» **DOCUMENT SECTION**:
****************************************
Kanal København (Channel Copenhagen) is a Danish commercial television channel, which can be seen in most parts of Denmark. It is a Pay-TV and Cable TV channel delivered by providers like Stofa, Waoo!, Dansk Bredbaand and others. It is quite unusual in that a very high percentage of the programs shown, are produced in Denmark and in the Danish language.

History of Kanal København
Kanal København started in 1990 as a replacement for the existing Kanal 23 (da) in the Copenhagen region, originally launched in 1984. It gained popularity with a mixture of programs ranging from entertainment, news, music and eroticism to consumer issues. A turning point was reached in 2004 when the channel reached even more viewers. The broadcast and production company Mediehuset København became responsible of the prime time program schedule and a new air look and graphical design was introduced.

Programs themes

The program schedule of Kanal København can roughly be divided into the following blocks:

5:00pm – 6:00pm: Debate and documentaries,
6:00pm – 8:00pm: Entertainment,
8:00pm – 10:00pm: Cultural programmes, 
10:00pm – 12:00am: Entertainment for youths,
After 12:00am: Erotic films

Examples of programs
 Hej København: a daily morning show with a variety of different guests
 Alea Jacta Est: a daily morning sports show that highlights the more obscure sports
 Off the record: a weekly music show
Mettes Mix: A weekly talkshow for women and men.
****************************************
» **EXERCISE TASK 1**: Rewrite the Kanal København text starting at "5:00pm – 6:00pm: Debate" and ending at "women and men.", swapping "Cultural programmes" for "Arts programs".
» **EXERCISE TASK 2**: Extend the Kanal København text beyond its last sentence.

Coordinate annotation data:
****************************************
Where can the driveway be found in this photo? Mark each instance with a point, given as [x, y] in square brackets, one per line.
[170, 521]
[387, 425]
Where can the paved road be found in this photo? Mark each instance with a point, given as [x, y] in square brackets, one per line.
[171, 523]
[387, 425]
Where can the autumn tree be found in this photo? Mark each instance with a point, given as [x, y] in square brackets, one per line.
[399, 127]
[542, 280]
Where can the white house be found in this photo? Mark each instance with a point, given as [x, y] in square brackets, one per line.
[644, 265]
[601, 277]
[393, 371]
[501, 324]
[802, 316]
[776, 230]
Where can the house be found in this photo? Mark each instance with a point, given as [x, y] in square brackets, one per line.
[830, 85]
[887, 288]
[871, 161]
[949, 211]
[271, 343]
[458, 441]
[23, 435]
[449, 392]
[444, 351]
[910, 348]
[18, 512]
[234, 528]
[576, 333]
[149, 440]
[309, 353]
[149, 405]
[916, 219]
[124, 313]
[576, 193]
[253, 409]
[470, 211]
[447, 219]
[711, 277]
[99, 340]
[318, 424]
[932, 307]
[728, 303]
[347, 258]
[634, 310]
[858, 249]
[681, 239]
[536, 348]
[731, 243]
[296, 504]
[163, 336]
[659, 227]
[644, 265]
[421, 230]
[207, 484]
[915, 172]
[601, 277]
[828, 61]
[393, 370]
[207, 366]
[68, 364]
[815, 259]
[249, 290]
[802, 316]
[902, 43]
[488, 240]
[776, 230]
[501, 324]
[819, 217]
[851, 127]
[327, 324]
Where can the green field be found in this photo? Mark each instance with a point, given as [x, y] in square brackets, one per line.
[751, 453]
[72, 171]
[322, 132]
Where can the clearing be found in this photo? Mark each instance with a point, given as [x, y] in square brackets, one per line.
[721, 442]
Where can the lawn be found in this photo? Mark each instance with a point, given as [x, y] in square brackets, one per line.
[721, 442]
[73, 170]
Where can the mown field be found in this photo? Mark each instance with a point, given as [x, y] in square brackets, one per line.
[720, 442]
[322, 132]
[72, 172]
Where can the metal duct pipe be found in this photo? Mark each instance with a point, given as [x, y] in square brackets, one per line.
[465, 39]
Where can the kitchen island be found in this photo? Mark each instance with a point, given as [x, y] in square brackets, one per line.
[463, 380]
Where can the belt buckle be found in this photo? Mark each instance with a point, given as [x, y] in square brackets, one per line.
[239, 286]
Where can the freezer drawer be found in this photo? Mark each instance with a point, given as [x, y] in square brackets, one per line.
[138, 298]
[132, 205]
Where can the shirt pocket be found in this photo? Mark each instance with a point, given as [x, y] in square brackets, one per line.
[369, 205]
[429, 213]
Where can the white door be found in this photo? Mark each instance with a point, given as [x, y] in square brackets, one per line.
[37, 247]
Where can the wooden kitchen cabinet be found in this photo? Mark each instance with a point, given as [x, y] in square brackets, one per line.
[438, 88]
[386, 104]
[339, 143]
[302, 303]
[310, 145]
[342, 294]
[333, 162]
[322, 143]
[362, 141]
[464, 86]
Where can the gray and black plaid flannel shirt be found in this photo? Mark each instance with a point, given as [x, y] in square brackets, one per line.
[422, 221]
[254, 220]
****************************************
» **WRITTEN ANSWER 1**:
5:00pm – 6:00pm: Debate and documentaries,
6:00pm – 8:00pm: Entertainment,
8:00pm – 10:00pm: Arts programs, 
10:00pm – 12:00am: Entertainment for youths,
After 12:00am: Erotic films

Examples of programs
 Hej København: a daily morning show with a variety of different guests
 Alea Jacta Est: a daily morning sports show that highlights the more obscure sports
 Off the record: a weekly music show
Mettes Mix: A weekly talkshow for women and men.

» **WRITTEN ANSWER 2**:
 Dansk Top Scenen: A music program with popular Danish music. The oldest program of its kind in Denmark.
 Roniky Comedy Show: A Danish crazy sketch show shown weekly.
 MC MagaCin: The only Danish consumer program about the world of motor bikes.
 En nation i krise – et fællesskab i tomgang: A number of programs about Denmark, the EU and the possibility of reaching the ambitious goals set by the Union for the time up until the year 2020.
 Københavnemiljøer: Programs about quite unknown and interesting small communities in the Copenhagen harbour area.
 Floor Wars: Elite dancers from all over the world participate in this breakdance competition called Floor Wars.

References

External links 

 
  (DK only)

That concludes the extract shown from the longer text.